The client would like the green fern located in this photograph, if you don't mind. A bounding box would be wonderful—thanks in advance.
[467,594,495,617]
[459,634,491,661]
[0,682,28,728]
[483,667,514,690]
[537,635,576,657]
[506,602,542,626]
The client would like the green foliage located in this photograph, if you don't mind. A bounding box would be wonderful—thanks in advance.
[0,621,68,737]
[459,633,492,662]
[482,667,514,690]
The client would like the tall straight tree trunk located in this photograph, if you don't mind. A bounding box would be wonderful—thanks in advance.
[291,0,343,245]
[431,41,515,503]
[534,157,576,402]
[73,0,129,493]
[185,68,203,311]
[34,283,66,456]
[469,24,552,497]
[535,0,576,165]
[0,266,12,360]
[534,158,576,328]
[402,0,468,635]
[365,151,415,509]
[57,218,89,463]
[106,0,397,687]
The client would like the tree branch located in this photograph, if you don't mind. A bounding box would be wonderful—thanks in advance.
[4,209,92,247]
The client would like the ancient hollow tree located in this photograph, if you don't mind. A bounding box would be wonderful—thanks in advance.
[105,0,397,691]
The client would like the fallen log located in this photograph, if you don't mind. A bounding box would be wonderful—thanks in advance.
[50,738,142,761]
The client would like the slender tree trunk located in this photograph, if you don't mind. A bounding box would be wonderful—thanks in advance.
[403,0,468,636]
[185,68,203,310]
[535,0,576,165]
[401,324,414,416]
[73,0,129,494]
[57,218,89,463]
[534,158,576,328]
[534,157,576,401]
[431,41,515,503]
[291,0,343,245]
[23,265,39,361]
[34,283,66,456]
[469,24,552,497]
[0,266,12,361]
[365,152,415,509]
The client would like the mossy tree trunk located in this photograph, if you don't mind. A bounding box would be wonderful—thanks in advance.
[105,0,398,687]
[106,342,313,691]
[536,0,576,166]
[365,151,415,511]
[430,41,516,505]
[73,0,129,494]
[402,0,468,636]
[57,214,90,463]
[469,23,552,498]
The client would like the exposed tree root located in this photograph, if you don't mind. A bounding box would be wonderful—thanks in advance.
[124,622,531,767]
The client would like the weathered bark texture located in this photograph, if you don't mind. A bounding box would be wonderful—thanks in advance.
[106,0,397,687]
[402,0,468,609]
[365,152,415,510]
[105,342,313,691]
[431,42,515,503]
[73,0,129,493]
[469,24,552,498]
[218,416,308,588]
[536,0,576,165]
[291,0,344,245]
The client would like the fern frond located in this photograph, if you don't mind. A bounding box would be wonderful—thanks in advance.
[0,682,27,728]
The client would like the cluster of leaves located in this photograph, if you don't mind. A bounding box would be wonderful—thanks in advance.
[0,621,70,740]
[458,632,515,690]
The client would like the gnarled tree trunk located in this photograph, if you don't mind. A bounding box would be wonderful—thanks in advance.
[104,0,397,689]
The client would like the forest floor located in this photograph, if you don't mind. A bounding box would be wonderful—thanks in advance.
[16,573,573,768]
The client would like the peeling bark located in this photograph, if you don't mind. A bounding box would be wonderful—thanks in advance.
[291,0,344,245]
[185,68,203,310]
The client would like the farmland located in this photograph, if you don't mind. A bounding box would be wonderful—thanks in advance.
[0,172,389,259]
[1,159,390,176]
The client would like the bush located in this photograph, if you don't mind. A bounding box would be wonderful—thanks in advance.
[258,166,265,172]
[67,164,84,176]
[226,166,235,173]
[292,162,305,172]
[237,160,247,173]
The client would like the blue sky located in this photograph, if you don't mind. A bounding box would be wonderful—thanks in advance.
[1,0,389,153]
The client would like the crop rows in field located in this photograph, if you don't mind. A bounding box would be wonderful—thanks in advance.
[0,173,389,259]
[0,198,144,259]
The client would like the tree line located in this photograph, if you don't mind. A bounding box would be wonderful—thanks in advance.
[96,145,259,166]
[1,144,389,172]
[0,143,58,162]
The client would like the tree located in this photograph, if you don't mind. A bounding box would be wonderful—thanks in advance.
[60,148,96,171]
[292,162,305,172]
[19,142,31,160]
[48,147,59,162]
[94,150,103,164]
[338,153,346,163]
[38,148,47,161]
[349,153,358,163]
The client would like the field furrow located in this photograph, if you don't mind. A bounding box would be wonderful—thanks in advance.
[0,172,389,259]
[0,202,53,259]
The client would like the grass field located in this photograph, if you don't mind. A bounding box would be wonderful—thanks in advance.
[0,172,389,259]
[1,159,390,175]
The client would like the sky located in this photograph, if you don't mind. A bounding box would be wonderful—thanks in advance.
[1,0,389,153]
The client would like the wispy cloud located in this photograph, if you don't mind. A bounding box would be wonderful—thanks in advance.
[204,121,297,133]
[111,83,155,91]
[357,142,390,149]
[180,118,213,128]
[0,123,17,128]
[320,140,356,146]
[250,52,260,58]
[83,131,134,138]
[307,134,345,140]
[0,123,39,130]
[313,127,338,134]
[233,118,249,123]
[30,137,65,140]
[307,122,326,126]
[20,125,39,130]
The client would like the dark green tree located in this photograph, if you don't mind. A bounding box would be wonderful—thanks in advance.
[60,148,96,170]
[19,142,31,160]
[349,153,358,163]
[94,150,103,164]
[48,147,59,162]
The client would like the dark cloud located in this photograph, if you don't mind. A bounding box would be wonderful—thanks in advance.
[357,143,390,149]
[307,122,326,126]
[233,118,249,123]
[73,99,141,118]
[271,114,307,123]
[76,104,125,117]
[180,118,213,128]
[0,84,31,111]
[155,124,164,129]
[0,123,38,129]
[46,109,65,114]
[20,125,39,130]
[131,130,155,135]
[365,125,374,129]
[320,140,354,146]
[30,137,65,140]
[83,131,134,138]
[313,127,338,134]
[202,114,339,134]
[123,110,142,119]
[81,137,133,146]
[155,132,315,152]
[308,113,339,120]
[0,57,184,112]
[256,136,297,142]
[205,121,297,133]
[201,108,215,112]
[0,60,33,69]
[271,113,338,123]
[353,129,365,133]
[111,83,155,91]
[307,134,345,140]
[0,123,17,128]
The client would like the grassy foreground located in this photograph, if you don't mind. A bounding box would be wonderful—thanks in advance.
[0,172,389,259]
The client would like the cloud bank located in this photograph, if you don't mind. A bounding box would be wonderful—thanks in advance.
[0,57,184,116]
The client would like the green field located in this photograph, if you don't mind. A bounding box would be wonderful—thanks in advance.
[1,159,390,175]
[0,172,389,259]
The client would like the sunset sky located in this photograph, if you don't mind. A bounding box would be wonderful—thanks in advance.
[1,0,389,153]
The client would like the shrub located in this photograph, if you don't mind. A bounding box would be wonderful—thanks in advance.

--------

> _What is expected_
All of the entries above need to be output again exactly.

> _Finished task_
The client would like the green fern located in this photograph, if you don't mind. A bounding box would be wonderful—thanks in advance.
[467,594,495,617]
[459,634,491,661]
[0,682,28,728]
[483,667,514,690]
[537,635,576,657]
[506,602,542,626]
The client would like the green foliage located in this photograph, if you don't mind. A bounding box would be wonderful—thanks in advance.
[0,621,68,737]
[459,633,492,662]
[482,667,514,690]
The client would like the tall straight tree trunk located in this photograph, if you don't mind. A bounding box would be wonderful—thanks in advance.
[291,0,343,245]
[431,41,515,503]
[534,157,576,402]
[73,0,129,493]
[185,68,203,311]
[34,283,66,456]
[469,24,552,497]
[535,0,576,165]
[0,266,12,360]
[534,158,576,328]
[402,0,468,635]
[365,151,415,509]
[57,218,89,463]
[106,0,397,687]
The client would like the tree branch located in this photograph, if you don't mind. A bounding box would be wonderful—thanks in advance.
[4,209,92,247]
The client would like the ancient hollow tree located in this photograph, if you don't mind. A bounding box would be wonderful—thanks in advance.
[105,0,397,691]
The client would like the fallen log located in this photograph, if you don't mind. A bounding box would be wonderful—thanks in advance.
[50,738,142,761]
The client would like the slender tree trunk located in this photograph, if you don't mind. A bounding box would be wonderful—thanks in advance.
[403,0,468,636]
[185,68,203,310]
[535,0,576,165]
[401,324,414,416]
[73,0,129,494]
[57,218,89,463]
[534,158,576,328]
[534,157,576,401]
[431,41,515,503]
[291,0,343,245]
[23,265,39,361]
[34,283,66,456]
[469,24,552,497]
[0,266,12,361]
[365,152,415,509]
The client would like the mossy tree trunk located in this photograph, if you don't mind. A bounding box would be wonderful—thanks in advance.
[105,0,398,687]
[106,342,313,691]
[536,0,576,166]
[365,151,415,511]
[430,41,516,505]
[73,0,129,494]
[402,0,468,636]
[57,214,90,463]
[469,23,552,498]
The client would like the exposed tree root located in this photograph, if you don't mind. A bounding box would be wonderful—thanks in advance.
[124,622,531,767]
The client would like the weathered bark texture located in this photograph, if you don't mind. A bounding box would be wonderful—thanks in advance.
[106,0,397,687]
[402,0,468,609]
[365,152,415,510]
[105,342,313,691]
[431,42,515,503]
[73,0,129,493]
[469,24,552,498]
[218,416,308,588]
[536,0,576,165]
[291,0,344,245]
The client would like the fern frond located in this photograph, if you don't mind. A bounding box would be wonderful—thanks in advance.
[0,682,27,728]
The client would like the cluster of leaves located in this photograph, if you don't mind. A bounding box would be wonderful—thanks in advance.
[0,621,70,740]
[458,632,515,690]
The client would like the gnarled tree trunk located in this photograph, if you don't mind. A bounding box would be wonderful—thanks in advance.
[104,0,397,689]
The client would like the forest floor located in this photograph, if you don't mind. A bounding box would be wonderful—thanks in advance.
[16,573,573,768]
The client would like the peeling bark located in this photograph, if you don't mind. A bounding box would be wonderful—thanks in advance.
[291,0,344,245]
[185,68,203,310]
The client would like the farmland located in this photograph, if you don't mind. A bounding box would be wonderful—thanks in advance.
[0,172,389,259]
[1,159,390,176]
The client would like the bush located in this photograph, if you don't mind. A bounding box would be wonderful—thanks in advance.
[258,166,265,172]
[67,164,84,176]
[226,166,235,173]
[292,162,305,172]
[237,160,247,173]
The client would like the blue sky located in this photograph, if you don't mind. A bounding box would be wonderful—thanks in advance.
[1,0,389,153]
The client would like the crop rows in field located in this photograph, if you don't mind. A bounding box would be wonderful—thanks in advance.
[0,173,389,259]
[0,198,144,259]
The client would like the tree line located in this photograph, if you don't mind. A bounding box would be wonderful—thanks in advance.
[96,145,259,166]
[1,144,389,172]
[0,143,58,162]
The client would like the tree located in this photograph, if you don't mind. A bounding box would be wonderful—thanks in advance.
[60,148,96,171]
[292,162,305,172]
[19,142,31,160]
[48,147,59,162]
[94,150,103,164]
[338,153,346,163]
[38,148,47,161]
[349,153,358,163]
The client would like the field furrow located in this photograph, if you don't mind. A bounding box would be wonderful—thanks in advance.
[0,172,389,259]
[0,202,53,259]
The client would like the grass field located in this photograph, if you don't mind. A bounding box would be wonderful—thanks in advance.
[0,172,389,259]
[1,159,390,175]
The client would like the sky located in this photograph, if you don't mind. A bounding box would be wonderful—thanks in advance.
[1,0,389,153]
The client would like the wispy cloud located in this photograph, if you don't mind. A bounding box would be wonderful—thanks in advance.
[204,121,297,133]
[111,83,155,91]
[357,142,390,149]
[180,118,213,128]
[0,123,17,128]
[320,140,356,146]
[250,52,260,58]
[83,131,134,138]
[307,134,345,140]
[0,123,39,130]
[313,127,338,134]
[233,118,249,123]
[30,137,65,140]
[307,122,326,126]
[20,125,39,130]
The client would like the dark green tree located in this photograph, if you don't mind. A bounding box would be wonderful—thanks in advance.
[60,148,96,170]
[19,142,31,160]
[349,153,358,163]
[94,150,103,164]
[48,147,59,162]
The client would like the dark cloud located in this photograph, if you don't mind. A bounding box would be wonderful—thanks in advance.
[357,143,390,149]
[307,122,326,126]
[233,118,249,123]
[73,99,141,118]
[271,114,307,123]
[76,104,125,117]
[180,118,213,128]
[0,84,31,111]
[155,124,164,129]
[0,123,38,129]
[46,109,65,114]
[20,125,39,130]
[131,130,155,135]
[365,125,374,129]
[320,140,354,146]
[30,137,65,140]
[83,131,134,138]
[313,127,338,134]
[202,114,339,134]
[123,110,142,119]
[81,137,133,146]
[155,132,315,152]
[308,113,339,120]
[0,57,184,112]
[256,136,297,142]
[205,121,297,133]
[201,108,215,112]
[0,60,33,69]
[271,113,338,123]
[353,129,365,133]
[111,83,155,91]
[307,134,345,140]
[0,123,17,128]
The client would like the grassy foreground located in this photograph, if you don't mind. A bounding box would be wonderful—thanks in advance.
[0,172,389,259]
The client would like the cloud bank located in this photograph, if you don't mind. A bounding box would be wonderful—thanks in advance.
[0,57,184,116]
The client would like the green field located in this photograph, if you don't mind. A bounding box would be wonderful—thanks in advance.
[1,159,390,175]
[0,172,389,259]
The client would like the sunset sky located in this photograph, if you don't mind. A bounding box would be wonderful—thanks in advance.
[1,0,389,153]
The client would like the shrub located in this photograph, if you don't mind. A bounding box would be wonderful—thanks in advance.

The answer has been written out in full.